Moreover, we detected a lower frequency of CD57+ cells (cells with features of terminally differentiated NK cells) in the CD56dimCD16hi NK cells in the CD25-deficient patient compared to the HD, and an increased frequency of CD57+ cells in the STAT5b-deficient patient (Figure 5B). Moreover, the CD25-deficient patient displayed higher expression of CD94 in each NK cell subpopulation, compared to HD (Figure 5C). These results confirm the occurrence of a defective maturation in the absence of proper IL-2 signaling through its high affinity receptor.

The task → Using the passage on NK cell maturation, explain what findings lead it to conclude that maturation is defective when IL-2 signaling through its high-affinity receptor is absent.

Data extract →
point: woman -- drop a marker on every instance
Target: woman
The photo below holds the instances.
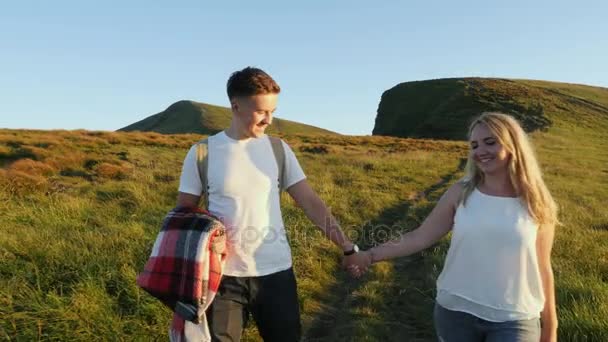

Reply → Compared with the HD, the CD25-deficient patient had a lower frequency of CD57+ cells, which have features of terminally differentiated NK cells, among the CD56dimCD16hi NK cells. The same patient also showed higher CD94 expression in each NK cell subpopulation. The passage states that these results confirm defective maturation in the absence of proper IL-2 signaling through its high-affinity receptor.